* **Brief**:
Could you rewrite the entries below with "vertical post" changed to "upright pole" and everything else left as it is?

* **Record list**:
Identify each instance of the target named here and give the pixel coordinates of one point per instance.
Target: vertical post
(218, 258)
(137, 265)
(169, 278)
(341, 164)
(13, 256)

* **Task answer**:
Identify each instance of the target named here and give the pixel coordinates of one point per instance.
Target: upright pole
(218, 258)
(137, 265)
(169, 278)
(341, 164)
(13, 256)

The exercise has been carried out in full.